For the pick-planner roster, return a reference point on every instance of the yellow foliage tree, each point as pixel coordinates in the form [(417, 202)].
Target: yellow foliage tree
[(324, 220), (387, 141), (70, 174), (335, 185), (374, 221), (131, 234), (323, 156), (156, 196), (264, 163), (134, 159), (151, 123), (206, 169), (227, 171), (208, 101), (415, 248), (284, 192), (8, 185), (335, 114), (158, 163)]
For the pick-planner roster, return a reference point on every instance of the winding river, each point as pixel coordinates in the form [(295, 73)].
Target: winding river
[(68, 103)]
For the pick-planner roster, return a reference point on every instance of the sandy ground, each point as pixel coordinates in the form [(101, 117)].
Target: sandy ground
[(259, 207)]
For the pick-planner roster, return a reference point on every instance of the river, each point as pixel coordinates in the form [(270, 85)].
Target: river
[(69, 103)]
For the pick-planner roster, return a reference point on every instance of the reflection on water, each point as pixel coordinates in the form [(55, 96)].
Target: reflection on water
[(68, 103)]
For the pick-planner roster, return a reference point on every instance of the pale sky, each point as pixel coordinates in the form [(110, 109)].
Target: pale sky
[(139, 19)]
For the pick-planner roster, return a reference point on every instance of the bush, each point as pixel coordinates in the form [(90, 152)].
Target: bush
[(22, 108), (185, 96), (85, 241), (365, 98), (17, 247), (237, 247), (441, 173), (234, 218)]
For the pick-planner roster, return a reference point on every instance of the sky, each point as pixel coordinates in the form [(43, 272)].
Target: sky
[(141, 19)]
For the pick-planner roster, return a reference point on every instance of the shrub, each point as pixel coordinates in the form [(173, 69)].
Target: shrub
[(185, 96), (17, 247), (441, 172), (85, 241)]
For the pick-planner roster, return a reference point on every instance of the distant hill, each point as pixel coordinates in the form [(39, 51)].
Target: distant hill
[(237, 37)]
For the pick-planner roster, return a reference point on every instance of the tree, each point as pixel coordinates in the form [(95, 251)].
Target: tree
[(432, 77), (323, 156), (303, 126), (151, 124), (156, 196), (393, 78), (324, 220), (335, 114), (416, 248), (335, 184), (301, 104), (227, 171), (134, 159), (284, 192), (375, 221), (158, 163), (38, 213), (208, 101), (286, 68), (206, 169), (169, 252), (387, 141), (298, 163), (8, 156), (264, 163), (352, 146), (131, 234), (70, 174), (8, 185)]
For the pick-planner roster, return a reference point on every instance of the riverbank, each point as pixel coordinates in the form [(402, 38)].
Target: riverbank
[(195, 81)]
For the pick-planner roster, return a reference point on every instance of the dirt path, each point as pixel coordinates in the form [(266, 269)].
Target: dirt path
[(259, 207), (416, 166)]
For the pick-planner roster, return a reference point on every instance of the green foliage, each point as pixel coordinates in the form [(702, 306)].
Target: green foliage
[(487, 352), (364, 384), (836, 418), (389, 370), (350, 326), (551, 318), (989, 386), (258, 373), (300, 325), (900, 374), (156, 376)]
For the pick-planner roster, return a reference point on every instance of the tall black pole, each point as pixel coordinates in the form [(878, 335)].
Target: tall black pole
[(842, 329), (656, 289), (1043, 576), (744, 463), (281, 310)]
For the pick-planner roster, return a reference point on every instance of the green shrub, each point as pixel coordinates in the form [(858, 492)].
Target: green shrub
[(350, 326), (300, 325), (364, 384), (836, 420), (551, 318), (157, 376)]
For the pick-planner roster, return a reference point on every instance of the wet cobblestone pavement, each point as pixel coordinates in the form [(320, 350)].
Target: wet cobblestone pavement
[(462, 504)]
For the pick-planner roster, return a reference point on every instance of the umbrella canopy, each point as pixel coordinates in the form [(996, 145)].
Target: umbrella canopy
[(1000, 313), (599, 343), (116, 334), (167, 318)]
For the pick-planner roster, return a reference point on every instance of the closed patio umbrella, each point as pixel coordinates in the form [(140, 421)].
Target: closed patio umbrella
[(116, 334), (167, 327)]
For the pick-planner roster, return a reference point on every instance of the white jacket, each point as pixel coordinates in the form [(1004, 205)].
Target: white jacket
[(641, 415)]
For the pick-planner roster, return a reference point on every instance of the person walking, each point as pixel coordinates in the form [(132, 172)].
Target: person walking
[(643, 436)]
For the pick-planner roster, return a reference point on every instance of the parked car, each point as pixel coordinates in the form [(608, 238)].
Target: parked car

○ ○ ○

ЧТО ТРЕБУЕТСЯ:
Оформите все записи выше как нумерованный список, опустив пустые строки.

ОЖИДАЕМЫЙ ОТВЕТ:
1. For the pick-planner roster, return a reference point on every instance of the yellow foliage tree, each point as pixel coordinates in the form [(417, 202)].
2. Target: yellow foliage tree
3. [(324, 220), (387, 141), (70, 174), (335, 185), (374, 221), (131, 234), (323, 156), (156, 196), (264, 163), (134, 159), (151, 123), (206, 169), (227, 171), (208, 101), (415, 248), (284, 192), (8, 185), (335, 114), (158, 163)]
4. For the pick-planner roster, return a reference point on every instance of the winding river, each point as pixel coordinates in the form [(295, 73)].
5. Target: winding river
6. [(68, 103)]
7. For the pick-planner roster, return a reference point on every instance of the sandy ground, each point as pixel coordinates in the form [(101, 117)].
8. Target: sandy ground
9. [(259, 207)]
10. For the pick-planner roster, return a reference point on every instance of the river, each point as pixel coordinates in the form [(270, 85)].
11. Target: river
12. [(69, 103)]
13. For the pick-planner roster, return a reference point on every instance of the reflection on water, each point as pixel coordinates in the form [(55, 96)].
14. Target: reflection on water
15. [(68, 103)]
16. For the pick-planner roster, return a reference point on every instance of the pale sky, each point as pixel coordinates in the form [(110, 109)].
17. Target: pale sky
18. [(139, 19)]
19. For the pick-planner roster, return a reference point on every instance of the bush, each point as pixel coordinates in the form [(90, 152)].
20. Target: bush
21. [(22, 108), (185, 96), (85, 241), (365, 98), (17, 247), (237, 247), (441, 173), (234, 218)]
22. For the pick-planner roster, return a reference point on every instance of the sky, each point as pixel coordinates in the form [(43, 272)].
23. Target: sky
24. [(141, 19)]
25. For the pick-planner roster, return a reference point on every instance of the shrub, each point as pixel coordinates in the form [(173, 69)].
26. Target: shrub
27. [(185, 96), (17, 247), (441, 172), (85, 241)]
28. For the pick-planner roster, return a reference point on every instance of the distant hill, each point as pixel coordinates in the form [(39, 51)].
29. Target: distant hill
30. [(237, 37)]
31. For the pick-planner roster, return a reference point on every instance of the tree, each point as pixel coordinates in the form [(95, 251)].
32. Target: tree
33. [(432, 77), (323, 156), (303, 126), (151, 124), (156, 196), (393, 78), (324, 220), (335, 114), (416, 248), (335, 184), (301, 104), (227, 171), (134, 159), (284, 192), (375, 221), (158, 163), (38, 213), (208, 101), (286, 68), (206, 169), (169, 252), (387, 141), (298, 163), (8, 156), (264, 163), (352, 146), (131, 234), (70, 174), (8, 185)]
34. For the pick-planner roster, return a reference point on every instance of the riverbank, each point as pixel coordinates in the form [(402, 38)].
35. Target: riverbank
36. [(195, 81)]
37. For the pick-planner roster, return a reference point on every instance of the dirt path, each point as pixel coordinates in the form [(266, 269)].
38. Target: dirt path
39. [(259, 207), (416, 166)]
40. For the pick-planner roster, return a reference point on every instance of the green foliage, each point as pixel coordinates in the form [(702, 306)].
41. Target: green foliage
42. [(487, 352), (364, 384), (836, 418), (389, 370), (350, 326), (551, 318), (989, 386), (258, 373), (300, 325), (900, 374), (156, 376)]
43. For the pick-planner roster, return a reference point on every instance of the tall black pole, each point as pixel coordinates in the form [(878, 335)].
44. Target: tall black pole
45. [(842, 329), (656, 289), (1043, 576), (744, 463), (281, 310)]
46. For the pick-planner roster, return a reference point on every instance of the green shrub, each point as pixel coordinates in the form [(858, 492)].
47. Target: green shrub
48. [(350, 326), (300, 325), (364, 384), (836, 420), (551, 318), (157, 376)]
49. For the pick-planner roster, return a reference point on every instance of the wet cobblestone pavement, each point as pixel coordinates in the form [(320, 350)].
50. Target: wet cobblestone pavement
51. [(462, 504)]
52. For the pick-planner roster, return a reference point on every instance of the umbrella canopy, each point as pixel coordinates in the form [(996, 145)].
53. Target: umbrella canopy
54. [(1000, 313), (599, 343), (116, 334), (167, 318)]
55. For the pick-planner roster, return a reference point on every instance of the closed patio umbrella, each point as pixel coordinates in the form [(140, 421)].
56. Target: closed patio umbrella
57. [(116, 334), (167, 327)]
58. For the pick-planner roster, return a reference point on every instance of the white jacket, each point as pixel coordinates in the form [(1004, 205)].
59. Target: white jacket
60. [(641, 415)]
61. For the pick-planner roster, return a reference point on every instance of the person walking, each point as pixel coordinates in the form [(132, 172)].
62. Target: person walking
63. [(643, 436)]
64. For the pick-planner roster, return a reference point on every instance of the parked car, each point as pixel coordinates in the form [(608, 238)].
65. Target: parked car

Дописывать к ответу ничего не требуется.